Work to do —
(1) According to the film review, what share of the cars each manufacturer sold in California did the California Air Resources Board's 1990 decision require to be zero-emission vehicles by 2003?
(2) Duplicate the passage of the film review that begins at the words "Opening with a"; stop after "the broad overview.".

[Start Article]

Opening with a bit of automotive history that establishes the electric car as a competitive alternative to the internal combustion engine, Who Killed the
Electric Car? takes the viewer back to the beginning of the twentieth century and the dawn of the automotive age. A straightforward explanation of why gasoline beats out electricity as the fuel of choice and how the internal combustion engine wins dominance concludes the broad overview.
The film then moves to the recent past with the introduction of the California Air Resources Board and their 1990 decision to require that ten percent of all cars sold in California by each car manufacturer be zero-emission vehicles by the year 2003. The Dr. Jekyll and Mr. Hyde response of automotive companies is revealed; production and marketing of zero-emission cars is detailed, a period during which the legal and political teams of the same manufacturers work to defeat the law that gave birth to modern electric vehicles.

[End Article]
[Start Data records]

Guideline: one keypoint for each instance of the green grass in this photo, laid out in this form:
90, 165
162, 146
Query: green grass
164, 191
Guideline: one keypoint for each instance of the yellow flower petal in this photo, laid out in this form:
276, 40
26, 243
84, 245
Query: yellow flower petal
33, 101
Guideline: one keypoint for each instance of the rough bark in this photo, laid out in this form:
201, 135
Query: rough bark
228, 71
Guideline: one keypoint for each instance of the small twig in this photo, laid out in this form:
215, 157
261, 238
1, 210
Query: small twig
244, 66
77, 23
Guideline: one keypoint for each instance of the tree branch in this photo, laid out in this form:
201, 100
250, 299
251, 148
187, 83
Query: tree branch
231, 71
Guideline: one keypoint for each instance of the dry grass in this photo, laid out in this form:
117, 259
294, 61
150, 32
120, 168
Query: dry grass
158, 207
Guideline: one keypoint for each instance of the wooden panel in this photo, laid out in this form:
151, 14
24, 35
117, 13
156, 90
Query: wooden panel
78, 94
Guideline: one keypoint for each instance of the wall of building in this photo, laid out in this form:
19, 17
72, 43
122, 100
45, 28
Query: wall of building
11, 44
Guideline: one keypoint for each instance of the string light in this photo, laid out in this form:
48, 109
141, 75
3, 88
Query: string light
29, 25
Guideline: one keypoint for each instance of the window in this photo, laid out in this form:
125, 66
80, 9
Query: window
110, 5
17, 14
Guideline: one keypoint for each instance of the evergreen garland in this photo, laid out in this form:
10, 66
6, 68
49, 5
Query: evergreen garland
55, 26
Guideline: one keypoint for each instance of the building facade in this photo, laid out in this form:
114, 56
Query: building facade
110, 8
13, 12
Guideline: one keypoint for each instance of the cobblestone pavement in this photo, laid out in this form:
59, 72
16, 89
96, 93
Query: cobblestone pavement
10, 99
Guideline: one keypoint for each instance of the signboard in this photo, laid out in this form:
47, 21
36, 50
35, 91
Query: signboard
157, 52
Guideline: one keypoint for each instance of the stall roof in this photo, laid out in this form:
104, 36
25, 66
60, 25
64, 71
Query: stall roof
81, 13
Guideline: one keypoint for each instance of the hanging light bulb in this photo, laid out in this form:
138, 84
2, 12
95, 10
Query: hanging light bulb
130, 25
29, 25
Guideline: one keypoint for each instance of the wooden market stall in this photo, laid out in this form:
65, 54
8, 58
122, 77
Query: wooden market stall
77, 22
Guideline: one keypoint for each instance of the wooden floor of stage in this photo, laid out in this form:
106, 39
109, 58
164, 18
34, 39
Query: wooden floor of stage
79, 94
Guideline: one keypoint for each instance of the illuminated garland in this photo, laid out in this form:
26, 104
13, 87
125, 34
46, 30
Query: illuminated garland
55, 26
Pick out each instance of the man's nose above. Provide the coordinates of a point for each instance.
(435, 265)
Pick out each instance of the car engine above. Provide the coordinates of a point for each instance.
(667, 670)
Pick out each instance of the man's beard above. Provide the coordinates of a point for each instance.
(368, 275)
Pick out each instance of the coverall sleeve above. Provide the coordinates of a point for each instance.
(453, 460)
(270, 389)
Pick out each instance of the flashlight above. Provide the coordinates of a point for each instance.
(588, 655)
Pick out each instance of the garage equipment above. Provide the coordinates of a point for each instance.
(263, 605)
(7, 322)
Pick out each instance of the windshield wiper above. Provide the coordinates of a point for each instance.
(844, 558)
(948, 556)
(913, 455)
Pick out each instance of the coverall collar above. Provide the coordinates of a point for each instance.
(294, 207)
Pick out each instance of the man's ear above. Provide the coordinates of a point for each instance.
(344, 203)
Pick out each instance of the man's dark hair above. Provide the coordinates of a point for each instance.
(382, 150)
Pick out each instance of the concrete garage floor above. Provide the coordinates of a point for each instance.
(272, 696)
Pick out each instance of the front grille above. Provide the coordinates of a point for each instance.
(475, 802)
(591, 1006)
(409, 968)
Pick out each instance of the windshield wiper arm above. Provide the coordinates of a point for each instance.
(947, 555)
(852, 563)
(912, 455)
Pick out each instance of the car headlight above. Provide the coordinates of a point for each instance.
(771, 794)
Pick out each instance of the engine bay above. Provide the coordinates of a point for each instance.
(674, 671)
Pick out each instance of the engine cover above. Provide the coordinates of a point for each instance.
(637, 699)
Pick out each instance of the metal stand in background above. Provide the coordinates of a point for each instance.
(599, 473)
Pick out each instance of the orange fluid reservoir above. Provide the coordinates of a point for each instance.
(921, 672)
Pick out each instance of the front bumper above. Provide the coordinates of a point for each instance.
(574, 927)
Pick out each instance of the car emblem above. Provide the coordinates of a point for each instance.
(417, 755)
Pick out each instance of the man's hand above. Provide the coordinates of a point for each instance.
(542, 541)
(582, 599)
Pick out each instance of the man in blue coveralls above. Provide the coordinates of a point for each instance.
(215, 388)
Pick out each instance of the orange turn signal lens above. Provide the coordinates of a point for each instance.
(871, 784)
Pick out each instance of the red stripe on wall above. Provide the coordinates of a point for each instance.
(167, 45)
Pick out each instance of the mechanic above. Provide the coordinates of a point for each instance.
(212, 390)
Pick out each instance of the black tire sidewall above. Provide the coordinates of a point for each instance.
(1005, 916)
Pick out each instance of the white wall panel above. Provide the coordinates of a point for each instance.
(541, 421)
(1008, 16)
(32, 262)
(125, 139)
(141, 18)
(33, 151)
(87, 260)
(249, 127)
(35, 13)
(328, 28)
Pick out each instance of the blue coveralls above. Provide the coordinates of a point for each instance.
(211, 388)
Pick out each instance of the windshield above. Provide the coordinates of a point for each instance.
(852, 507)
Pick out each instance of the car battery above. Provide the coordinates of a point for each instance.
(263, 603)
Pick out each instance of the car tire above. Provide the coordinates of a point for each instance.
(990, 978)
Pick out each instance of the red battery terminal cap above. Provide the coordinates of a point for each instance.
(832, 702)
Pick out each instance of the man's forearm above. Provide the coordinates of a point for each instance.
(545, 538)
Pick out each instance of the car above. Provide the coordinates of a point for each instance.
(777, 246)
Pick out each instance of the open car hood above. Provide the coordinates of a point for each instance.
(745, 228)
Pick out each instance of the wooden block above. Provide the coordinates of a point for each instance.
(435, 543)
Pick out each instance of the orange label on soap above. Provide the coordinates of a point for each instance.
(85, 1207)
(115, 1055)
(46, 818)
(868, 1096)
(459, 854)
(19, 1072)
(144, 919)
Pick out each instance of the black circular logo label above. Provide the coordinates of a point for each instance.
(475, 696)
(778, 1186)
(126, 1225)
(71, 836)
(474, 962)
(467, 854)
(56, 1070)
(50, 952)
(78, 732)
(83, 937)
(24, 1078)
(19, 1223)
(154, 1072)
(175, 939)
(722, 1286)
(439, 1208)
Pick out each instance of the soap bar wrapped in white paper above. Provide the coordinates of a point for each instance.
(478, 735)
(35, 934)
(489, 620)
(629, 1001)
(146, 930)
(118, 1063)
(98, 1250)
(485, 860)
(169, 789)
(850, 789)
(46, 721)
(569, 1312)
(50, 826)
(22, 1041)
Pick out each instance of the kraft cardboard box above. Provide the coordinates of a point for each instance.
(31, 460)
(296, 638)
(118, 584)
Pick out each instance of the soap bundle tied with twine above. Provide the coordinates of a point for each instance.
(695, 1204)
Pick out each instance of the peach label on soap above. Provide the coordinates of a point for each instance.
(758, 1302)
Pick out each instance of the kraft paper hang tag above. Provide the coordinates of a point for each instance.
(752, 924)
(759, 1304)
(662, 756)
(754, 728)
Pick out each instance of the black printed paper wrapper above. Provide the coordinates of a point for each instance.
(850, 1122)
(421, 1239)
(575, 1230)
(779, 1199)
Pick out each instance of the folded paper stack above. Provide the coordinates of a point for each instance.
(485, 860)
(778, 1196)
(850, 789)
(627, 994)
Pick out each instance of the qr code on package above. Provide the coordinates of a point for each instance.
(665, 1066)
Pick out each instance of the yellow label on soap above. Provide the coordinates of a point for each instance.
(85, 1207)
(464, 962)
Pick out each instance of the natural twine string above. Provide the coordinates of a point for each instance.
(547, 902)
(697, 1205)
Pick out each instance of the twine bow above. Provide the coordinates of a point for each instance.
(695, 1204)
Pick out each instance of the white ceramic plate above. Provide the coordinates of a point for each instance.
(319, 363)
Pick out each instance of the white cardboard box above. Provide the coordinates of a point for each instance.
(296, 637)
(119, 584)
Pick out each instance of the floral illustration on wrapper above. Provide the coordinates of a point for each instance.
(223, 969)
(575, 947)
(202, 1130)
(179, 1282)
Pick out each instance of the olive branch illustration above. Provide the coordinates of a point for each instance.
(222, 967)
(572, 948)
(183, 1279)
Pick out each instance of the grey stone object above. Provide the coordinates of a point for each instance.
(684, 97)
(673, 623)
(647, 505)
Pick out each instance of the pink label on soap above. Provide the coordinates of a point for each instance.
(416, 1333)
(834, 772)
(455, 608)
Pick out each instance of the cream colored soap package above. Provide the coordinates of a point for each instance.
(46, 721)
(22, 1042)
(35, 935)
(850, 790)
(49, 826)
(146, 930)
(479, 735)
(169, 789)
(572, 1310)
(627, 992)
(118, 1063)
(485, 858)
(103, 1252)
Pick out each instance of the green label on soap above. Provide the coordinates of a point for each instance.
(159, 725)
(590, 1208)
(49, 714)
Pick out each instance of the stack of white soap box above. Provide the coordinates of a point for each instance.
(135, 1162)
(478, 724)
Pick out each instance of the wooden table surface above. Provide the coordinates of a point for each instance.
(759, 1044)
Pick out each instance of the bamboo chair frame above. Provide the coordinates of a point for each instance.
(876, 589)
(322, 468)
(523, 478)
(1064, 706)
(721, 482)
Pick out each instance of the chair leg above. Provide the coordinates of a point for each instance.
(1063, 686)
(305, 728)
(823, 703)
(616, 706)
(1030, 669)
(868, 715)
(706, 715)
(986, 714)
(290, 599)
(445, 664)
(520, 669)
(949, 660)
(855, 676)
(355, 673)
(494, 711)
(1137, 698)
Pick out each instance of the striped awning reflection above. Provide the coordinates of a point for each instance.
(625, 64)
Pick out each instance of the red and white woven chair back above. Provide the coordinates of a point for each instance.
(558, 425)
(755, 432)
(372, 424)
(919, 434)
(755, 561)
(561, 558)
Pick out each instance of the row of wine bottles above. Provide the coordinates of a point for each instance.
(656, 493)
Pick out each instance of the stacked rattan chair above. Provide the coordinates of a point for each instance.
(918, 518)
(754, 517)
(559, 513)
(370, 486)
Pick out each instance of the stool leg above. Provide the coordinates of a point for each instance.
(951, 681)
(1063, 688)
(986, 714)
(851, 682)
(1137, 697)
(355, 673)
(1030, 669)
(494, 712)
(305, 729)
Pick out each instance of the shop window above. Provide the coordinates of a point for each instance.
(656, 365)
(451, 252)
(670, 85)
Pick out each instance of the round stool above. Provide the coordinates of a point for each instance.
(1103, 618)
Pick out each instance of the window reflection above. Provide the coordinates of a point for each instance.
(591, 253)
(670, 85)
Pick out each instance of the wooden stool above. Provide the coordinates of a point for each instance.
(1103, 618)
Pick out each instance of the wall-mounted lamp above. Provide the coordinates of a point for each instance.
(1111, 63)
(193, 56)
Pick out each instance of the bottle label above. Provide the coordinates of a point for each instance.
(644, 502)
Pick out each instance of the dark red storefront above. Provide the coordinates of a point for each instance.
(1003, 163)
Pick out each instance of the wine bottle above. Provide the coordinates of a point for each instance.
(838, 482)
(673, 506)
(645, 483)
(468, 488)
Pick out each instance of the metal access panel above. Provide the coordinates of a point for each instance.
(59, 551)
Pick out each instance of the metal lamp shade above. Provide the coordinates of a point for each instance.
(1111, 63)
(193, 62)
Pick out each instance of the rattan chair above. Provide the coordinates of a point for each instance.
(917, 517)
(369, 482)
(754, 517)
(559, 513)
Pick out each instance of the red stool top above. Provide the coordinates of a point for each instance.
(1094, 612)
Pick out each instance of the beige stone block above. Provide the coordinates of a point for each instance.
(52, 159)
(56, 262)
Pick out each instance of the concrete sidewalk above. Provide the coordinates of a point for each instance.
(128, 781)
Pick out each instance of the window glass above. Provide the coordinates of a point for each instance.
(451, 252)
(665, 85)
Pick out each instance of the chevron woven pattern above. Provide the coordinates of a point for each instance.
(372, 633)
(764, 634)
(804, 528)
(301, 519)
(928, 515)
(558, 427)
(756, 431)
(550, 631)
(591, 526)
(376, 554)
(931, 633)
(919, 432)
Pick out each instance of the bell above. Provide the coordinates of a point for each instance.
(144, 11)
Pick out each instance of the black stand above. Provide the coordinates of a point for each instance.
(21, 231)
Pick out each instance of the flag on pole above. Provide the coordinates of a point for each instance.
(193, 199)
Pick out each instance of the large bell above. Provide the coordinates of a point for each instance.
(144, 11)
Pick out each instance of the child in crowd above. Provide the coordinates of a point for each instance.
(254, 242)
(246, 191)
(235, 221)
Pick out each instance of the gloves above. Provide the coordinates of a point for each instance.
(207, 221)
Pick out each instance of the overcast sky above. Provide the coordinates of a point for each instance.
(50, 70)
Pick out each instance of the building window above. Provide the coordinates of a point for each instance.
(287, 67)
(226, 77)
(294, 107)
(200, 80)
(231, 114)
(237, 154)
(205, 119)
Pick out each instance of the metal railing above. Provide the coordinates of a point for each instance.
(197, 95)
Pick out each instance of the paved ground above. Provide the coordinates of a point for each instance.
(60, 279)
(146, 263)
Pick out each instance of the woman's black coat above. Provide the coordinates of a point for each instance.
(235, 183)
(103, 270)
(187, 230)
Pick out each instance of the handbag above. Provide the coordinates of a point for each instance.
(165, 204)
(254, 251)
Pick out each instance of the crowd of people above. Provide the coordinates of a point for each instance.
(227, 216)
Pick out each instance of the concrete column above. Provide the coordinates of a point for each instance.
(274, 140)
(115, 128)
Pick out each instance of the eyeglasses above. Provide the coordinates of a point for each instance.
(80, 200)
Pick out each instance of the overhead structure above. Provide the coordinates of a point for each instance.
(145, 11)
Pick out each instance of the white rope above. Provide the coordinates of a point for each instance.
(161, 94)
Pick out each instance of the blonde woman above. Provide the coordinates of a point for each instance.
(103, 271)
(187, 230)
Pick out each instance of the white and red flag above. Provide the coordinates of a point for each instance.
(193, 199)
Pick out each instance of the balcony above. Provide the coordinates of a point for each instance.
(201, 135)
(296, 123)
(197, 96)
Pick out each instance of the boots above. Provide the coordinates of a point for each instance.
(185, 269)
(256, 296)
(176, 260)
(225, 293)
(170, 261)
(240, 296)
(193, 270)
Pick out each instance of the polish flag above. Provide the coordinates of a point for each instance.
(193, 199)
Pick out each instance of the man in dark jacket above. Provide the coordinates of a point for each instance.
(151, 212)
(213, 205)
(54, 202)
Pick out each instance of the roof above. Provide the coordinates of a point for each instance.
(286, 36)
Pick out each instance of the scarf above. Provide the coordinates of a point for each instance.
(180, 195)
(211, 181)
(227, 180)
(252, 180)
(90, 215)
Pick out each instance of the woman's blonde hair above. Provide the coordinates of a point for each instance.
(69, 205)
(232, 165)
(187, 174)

[End Data records]

Responses to the tasks —
(1) Ten percent.

(2)
Opening with a bit of automotive history that establishes the electric car as a competitive alternative to the internal combustion engine, Who Killed the
Electric Car? takes the viewer back to the beginning of the twentieth century and the dawn of the automotive age. A straightforward explanation of why gasoline beats out electricity as the fuel of choice and how the internal combustion engine wins dominance concludes the broad overview.